* ACTION ITEM:
When a picture appears among the records, leave it out, and copy all else exactly.

* RECORDS TO PROCESS:
╭──
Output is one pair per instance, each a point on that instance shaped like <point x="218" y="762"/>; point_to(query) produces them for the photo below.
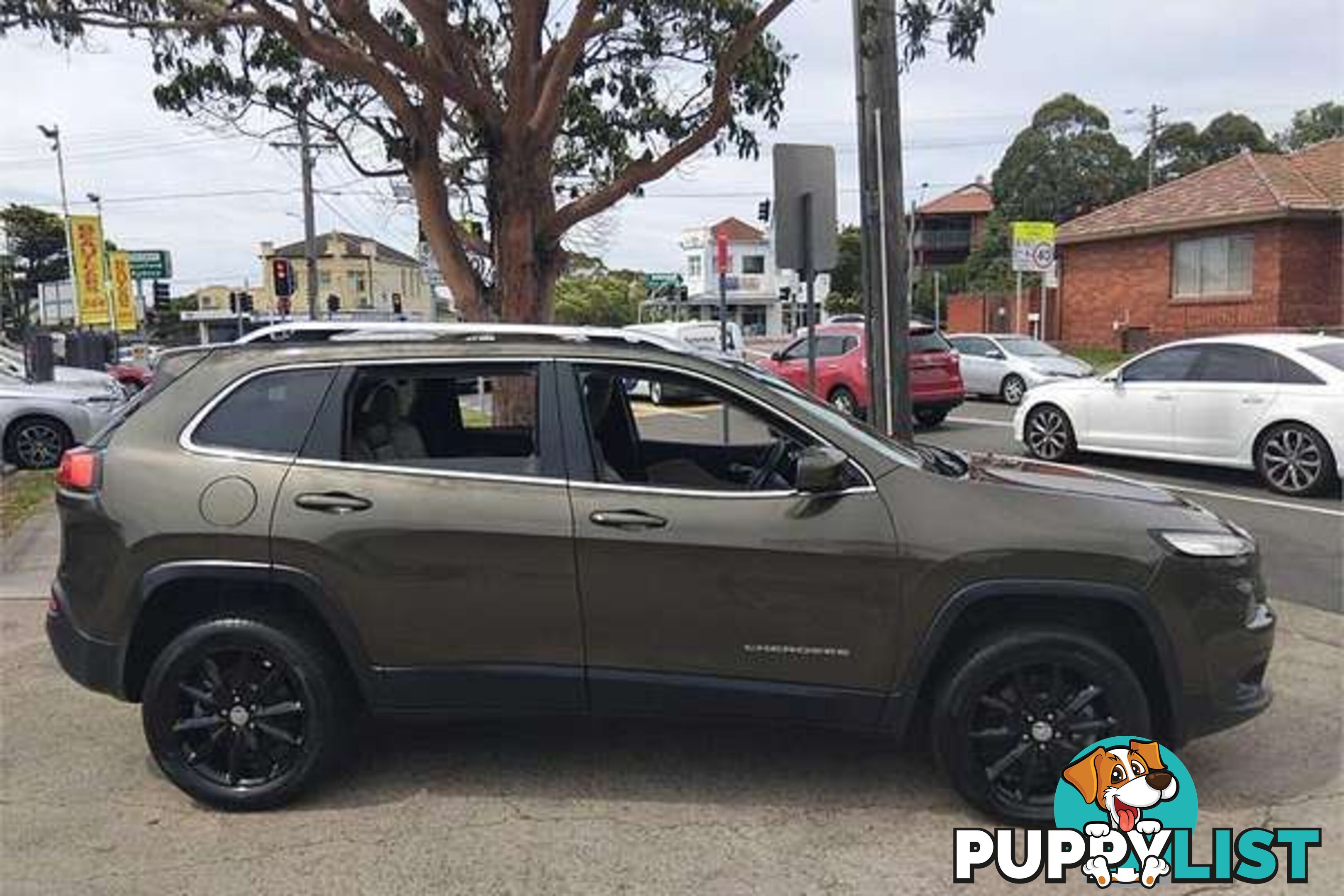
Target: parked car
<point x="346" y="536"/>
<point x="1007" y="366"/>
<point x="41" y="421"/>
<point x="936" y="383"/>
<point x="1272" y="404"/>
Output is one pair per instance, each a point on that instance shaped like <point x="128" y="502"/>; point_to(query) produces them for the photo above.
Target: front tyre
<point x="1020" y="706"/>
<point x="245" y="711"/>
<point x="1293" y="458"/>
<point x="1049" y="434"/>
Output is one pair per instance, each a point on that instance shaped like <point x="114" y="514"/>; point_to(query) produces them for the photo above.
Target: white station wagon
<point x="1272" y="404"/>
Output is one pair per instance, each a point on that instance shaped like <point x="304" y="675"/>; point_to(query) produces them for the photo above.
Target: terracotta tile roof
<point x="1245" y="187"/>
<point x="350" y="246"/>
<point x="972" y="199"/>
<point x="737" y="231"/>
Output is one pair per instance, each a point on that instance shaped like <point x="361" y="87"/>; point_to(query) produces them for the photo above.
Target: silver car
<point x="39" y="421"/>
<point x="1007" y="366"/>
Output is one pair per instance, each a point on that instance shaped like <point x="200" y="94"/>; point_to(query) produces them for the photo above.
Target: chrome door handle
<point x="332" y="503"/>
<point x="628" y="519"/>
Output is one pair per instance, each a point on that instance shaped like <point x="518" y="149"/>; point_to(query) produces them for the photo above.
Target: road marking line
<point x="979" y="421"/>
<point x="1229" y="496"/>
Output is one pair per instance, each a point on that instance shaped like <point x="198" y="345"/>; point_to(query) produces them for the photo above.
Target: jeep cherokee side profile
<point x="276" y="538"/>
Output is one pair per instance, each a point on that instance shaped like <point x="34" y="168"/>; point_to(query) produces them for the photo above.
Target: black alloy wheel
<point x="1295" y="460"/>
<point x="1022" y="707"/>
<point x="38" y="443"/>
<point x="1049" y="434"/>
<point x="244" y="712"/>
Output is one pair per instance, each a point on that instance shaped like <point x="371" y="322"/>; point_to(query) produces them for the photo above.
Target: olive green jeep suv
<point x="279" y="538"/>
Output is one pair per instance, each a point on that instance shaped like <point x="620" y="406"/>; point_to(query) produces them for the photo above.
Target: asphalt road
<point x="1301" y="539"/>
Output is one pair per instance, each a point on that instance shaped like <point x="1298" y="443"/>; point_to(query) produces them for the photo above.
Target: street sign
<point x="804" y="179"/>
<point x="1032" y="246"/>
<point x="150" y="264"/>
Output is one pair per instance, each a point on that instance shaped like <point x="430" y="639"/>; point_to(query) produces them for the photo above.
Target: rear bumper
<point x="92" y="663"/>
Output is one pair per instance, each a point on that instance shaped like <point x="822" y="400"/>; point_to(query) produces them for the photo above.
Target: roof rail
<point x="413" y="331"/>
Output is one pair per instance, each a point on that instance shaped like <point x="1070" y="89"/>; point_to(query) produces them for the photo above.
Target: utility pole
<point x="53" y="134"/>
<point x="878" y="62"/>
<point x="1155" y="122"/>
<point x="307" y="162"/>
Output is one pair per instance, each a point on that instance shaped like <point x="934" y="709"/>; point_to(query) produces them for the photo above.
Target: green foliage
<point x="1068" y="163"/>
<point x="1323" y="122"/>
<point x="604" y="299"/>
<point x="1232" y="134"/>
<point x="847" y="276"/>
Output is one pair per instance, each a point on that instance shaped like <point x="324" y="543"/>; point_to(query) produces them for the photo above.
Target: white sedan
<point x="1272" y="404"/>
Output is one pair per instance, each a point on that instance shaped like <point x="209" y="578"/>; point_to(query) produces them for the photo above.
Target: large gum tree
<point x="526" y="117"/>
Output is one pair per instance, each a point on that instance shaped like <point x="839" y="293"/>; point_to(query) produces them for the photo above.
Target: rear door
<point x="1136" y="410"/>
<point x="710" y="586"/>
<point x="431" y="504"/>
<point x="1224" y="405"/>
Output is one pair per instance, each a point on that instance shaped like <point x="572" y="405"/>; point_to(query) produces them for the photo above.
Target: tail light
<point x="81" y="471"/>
╰──
* TASK OUTPUT:
Output is one pair per instance, each a point on that instance shaped like <point x="218" y="762"/>; point_to(query) produces them for the photo below.
Target: parked car
<point x="346" y="536"/>
<point x="1007" y="366"/>
<point x="41" y="421"/>
<point x="936" y="383"/>
<point x="1272" y="404"/>
Output is one pair per instance, each a point on that instance shaped like <point x="128" y="502"/>; point_to(query) produces them for the photo above.
Target: front tyre
<point x="1020" y="706"/>
<point x="245" y="711"/>
<point x="1293" y="458"/>
<point x="1049" y="434"/>
Output is one pair per instance, each a point on that instance shaped like <point x="114" y="514"/>; point_to(query) produces them for the photo above.
Target: white station wagon
<point x="1272" y="404"/>
Output is one pair per instance, each a point on that instance shaped like <point x="304" y="675"/>; point_to(query) produces them for the photo above.
Target: terracotta tile roof
<point x="1245" y="187"/>
<point x="350" y="246"/>
<point x="972" y="199"/>
<point x="737" y="231"/>
Output is one pair per instance, each a point on that instance shaped like <point x="361" y="87"/>; point_to(query) produces them for the photo above.
Target: silver car
<point x="39" y="421"/>
<point x="1007" y="366"/>
Output is one pair per instance, each a point on that instance shaped like <point x="200" y="94"/>; point_to(query) produces them for the photo above.
Target: chrome door handle
<point x="332" y="503"/>
<point x="628" y="519"/>
Output is one pair per instance, each a point on that instance shaped like <point x="518" y="149"/>; point_to(query) produces them for the photo above.
Target: road marking line
<point x="979" y="421"/>
<point x="1229" y="496"/>
Output is one pair per instance, each a point on that instance shaped like <point x="198" y="345"/>; point_to(query) produces them for the photo above.
Target: jeep cherokee side profile
<point x="276" y="538"/>
Output is one pair per instance, each a point on that instance shaped like <point x="34" y="168"/>; point_to(query) produces them for the photo above.
Target: black alloy wheel
<point x="1295" y="460"/>
<point x="1022" y="707"/>
<point x="38" y="443"/>
<point x="1049" y="434"/>
<point x="244" y="712"/>
Output is one pair per instance, each a point on that instance shaped like <point x="371" y="322"/>; point_to(query) produces them for the photo above.
Target: olive green jeep suv
<point x="279" y="538"/>
Output is one pair per instance, each a point on that instance shaped like <point x="620" y="406"/>; point_to(query) produces them for the photo above.
Target: asphalt road
<point x="1301" y="539"/>
Output is one pair per instance, each a point on that instance shaped like <point x="1298" y="443"/>; point_to(query) produces them for the photo above.
Target: street sign
<point x="804" y="179"/>
<point x="1032" y="246"/>
<point x="150" y="264"/>
Output is one pair per instance, each a point on that instance shaped like <point x="430" y="639"/>; point_to(query) produces them for the photo above.
Target: rear bumper
<point x="92" y="663"/>
Output is one pair per instance, each a point on that instance shaped like <point x="822" y="400"/>; point_to(query) produces them for the photo above.
Target: roof rail
<point x="413" y="331"/>
Output is one pair per instance, each a point on that instance shaped like <point x="1070" y="89"/>; point_to(query) produces them for the photo above.
Target: utility pole
<point x="53" y="134"/>
<point x="878" y="62"/>
<point x="1155" y="122"/>
<point x="307" y="162"/>
Output is one pair per instance, each a point on that instance shaped like <point x="934" y="709"/>; point_to(query) produces them for the photo above.
Target: green foliage
<point x="1068" y="163"/>
<point x="1323" y="122"/>
<point x="604" y="299"/>
<point x="1232" y="134"/>
<point x="847" y="276"/>
Output is one pair per instance, each a point on that instance shaped like <point x="324" y="543"/>; point_to(query) produces them for the photo above.
Target: white sedan
<point x="1272" y="404"/>
Output is one pair per instance, each a point on that instance shaped like <point x="209" y="578"/>; point_to(query) produces them for the photo above.
Target: large gum tree
<point x="526" y="117"/>
Output is one pair per instance, each a point on that instance shaped like <point x="839" y="293"/>; point_to(query) produces them for the photo above.
Target: rear door
<point x="1136" y="410"/>
<point x="710" y="586"/>
<point x="431" y="504"/>
<point x="1224" y="405"/>
Output is one pair per instance, each a point on that instance shaped like <point x="572" y="405"/>; point_to(query) produces them for the photo above.
Target: tail light
<point x="81" y="471"/>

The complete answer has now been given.